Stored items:
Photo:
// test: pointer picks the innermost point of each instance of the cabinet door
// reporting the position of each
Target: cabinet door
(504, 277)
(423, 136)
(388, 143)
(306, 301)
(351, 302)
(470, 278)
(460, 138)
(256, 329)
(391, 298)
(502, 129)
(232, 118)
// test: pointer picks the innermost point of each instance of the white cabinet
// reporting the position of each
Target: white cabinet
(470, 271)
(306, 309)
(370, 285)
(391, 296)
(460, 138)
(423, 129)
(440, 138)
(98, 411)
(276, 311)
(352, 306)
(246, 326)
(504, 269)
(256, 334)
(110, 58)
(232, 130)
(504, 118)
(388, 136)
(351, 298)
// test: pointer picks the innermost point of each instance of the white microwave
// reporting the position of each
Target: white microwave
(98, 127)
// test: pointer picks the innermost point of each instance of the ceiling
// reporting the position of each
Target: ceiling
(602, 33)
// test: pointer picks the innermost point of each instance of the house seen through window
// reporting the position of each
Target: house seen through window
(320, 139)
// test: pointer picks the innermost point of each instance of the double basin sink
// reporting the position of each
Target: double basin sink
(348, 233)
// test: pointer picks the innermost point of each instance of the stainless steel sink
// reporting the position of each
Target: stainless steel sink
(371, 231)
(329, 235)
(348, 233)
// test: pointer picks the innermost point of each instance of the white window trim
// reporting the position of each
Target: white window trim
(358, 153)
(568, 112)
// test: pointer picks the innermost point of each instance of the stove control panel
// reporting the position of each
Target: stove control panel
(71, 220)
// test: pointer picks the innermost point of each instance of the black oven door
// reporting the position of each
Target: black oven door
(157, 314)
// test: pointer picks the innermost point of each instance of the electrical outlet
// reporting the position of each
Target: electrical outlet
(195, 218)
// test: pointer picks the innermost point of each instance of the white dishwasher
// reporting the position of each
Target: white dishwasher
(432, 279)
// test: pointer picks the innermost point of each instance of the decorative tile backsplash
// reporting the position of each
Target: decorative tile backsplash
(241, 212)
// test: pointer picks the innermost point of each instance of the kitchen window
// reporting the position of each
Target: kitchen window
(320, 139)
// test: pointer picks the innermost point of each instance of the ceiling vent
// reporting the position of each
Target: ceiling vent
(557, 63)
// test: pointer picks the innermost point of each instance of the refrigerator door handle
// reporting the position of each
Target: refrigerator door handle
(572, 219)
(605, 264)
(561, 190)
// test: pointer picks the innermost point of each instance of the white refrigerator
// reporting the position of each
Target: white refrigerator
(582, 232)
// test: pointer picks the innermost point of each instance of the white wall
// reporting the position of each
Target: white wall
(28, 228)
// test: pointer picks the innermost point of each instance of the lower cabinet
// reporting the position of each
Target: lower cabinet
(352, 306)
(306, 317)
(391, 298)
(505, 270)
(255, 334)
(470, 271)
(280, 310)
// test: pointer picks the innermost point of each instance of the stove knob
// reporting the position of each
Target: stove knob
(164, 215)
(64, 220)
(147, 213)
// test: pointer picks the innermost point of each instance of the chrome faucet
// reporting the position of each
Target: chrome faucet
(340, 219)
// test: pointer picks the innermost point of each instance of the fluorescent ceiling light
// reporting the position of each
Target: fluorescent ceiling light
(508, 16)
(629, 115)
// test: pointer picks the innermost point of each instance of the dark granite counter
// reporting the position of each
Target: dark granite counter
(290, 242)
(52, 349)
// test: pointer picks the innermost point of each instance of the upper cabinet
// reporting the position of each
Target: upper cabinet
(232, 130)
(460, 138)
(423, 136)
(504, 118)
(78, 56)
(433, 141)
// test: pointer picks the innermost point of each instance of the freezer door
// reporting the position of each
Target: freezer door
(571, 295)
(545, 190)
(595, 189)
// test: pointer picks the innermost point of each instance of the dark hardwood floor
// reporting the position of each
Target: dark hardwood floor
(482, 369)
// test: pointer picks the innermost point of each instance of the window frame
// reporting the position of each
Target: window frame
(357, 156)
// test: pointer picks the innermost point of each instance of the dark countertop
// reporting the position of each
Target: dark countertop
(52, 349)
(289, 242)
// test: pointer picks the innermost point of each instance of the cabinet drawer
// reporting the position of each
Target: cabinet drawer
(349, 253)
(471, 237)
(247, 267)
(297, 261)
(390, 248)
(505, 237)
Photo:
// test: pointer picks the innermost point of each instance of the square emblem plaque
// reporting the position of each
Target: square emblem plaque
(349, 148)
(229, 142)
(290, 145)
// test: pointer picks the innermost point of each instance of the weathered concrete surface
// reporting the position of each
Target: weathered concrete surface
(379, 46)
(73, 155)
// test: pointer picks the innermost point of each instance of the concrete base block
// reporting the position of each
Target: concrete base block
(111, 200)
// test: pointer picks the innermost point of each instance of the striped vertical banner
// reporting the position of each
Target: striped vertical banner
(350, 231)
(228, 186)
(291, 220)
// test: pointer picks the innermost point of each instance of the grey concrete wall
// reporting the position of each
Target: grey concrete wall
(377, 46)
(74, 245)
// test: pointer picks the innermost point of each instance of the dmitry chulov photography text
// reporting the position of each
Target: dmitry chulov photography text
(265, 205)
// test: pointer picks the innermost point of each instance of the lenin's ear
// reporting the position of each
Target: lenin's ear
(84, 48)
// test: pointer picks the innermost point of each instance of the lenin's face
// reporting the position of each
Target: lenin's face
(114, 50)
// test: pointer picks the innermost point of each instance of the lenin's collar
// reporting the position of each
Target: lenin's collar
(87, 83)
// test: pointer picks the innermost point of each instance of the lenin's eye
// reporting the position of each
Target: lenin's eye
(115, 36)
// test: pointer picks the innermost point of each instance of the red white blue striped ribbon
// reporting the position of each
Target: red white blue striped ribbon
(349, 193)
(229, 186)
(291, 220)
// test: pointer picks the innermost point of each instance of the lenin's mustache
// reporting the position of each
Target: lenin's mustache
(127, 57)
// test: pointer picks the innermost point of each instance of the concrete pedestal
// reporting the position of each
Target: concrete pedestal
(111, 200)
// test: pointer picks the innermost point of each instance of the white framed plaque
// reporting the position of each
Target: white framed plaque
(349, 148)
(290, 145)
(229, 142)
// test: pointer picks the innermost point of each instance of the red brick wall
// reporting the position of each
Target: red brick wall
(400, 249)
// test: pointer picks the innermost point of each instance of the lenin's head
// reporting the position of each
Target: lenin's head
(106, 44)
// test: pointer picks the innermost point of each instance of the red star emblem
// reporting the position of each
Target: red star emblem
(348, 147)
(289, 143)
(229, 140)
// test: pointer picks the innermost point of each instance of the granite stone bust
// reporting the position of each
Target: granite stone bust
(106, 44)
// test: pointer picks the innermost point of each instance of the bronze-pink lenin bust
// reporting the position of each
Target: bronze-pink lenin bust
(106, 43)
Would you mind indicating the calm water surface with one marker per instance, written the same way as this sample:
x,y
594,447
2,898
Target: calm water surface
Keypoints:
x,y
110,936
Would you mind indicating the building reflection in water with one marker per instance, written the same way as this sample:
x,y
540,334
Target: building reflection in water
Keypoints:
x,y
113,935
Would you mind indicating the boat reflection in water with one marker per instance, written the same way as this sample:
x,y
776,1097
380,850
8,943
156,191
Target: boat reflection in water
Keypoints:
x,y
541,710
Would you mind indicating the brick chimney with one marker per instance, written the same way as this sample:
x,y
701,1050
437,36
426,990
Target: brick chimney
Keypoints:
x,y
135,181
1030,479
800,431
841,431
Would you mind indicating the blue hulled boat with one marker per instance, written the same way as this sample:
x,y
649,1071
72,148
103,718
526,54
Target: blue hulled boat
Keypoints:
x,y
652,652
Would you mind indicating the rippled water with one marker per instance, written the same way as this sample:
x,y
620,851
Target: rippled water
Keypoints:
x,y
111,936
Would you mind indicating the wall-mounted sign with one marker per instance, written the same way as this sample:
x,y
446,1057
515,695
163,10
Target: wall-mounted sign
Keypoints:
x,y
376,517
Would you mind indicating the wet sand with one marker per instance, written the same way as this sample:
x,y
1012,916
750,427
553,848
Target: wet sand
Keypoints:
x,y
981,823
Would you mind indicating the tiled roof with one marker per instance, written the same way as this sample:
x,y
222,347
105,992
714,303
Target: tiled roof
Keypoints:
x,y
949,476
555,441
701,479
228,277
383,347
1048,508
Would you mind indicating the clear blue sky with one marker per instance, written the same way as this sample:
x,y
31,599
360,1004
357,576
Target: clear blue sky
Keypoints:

EXERCISE DETAILS:
Only the lines from the one containing "Target: bronze-pink lenin bust" through the end of the data above are wanted, both ends included; restate them word for word.

PROBLEM SOLUTION:
Target: bronze-pink lenin bust
(106, 43)
Would you mind indicating the calm water surface with one marker per instance, written the same way as this sample:
x,y
594,447
2,898
Target: calm water surface
Keypoints:
x,y
110,936
Would you mind indicating the building reflection in water with one marker per instance, written the same way as this sample:
x,y
540,334
Target: building reflection in water
Keypoints:
x,y
113,935
Would you mind indicating the boat reflection in water with one marker per instance, written the same way as this sample:
x,y
776,1097
380,850
8,943
156,191
Target: boat reflection in water
Keypoints:
x,y
541,710
Would you mind indicating the brick chimney with one marker per instance, written the same way as this sample:
x,y
701,1050
437,36
426,990
Target: brick chimney
Keypoints:
x,y
135,181
1030,479
800,431
841,431
Would you mind indicating the blue hulled boat with one marker per instance, written the same way as this sample:
x,y
649,1071
72,148
103,718
526,54
Target: blue hulled boat
Keypoints:
x,y
652,652
Would you mind indicating the rippled water with one marker per instance, written the same way as this sample:
x,y
620,851
Target: rippled water
Keypoints:
x,y
111,936
Would you mind indicating the wall-mounted sign with one marker per instance, written the same way as this sample:
x,y
446,1057
515,695
163,10
Target: wall-mounted sign
Keypoints:
x,y
376,517
Would you mind indicating the wet sand with one marker per instance, written the same way as this sample:
x,y
1012,916
750,427
553,848
Target: wet sand
Keypoints:
x,y
981,823
Would you mind indicating the tiled roof with one marker per instance, written the same way as this sample:
x,y
222,347
105,992
714,303
Target: tiled roof
Keypoints:
x,y
949,476
555,441
701,479
228,277
383,347
1048,508
Would you mind indicating the clear blue sky with one marker per instance, written the same way as this sample:
x,y
31,599
360,1004
357,576
Target: clear blue sky
Keypoints:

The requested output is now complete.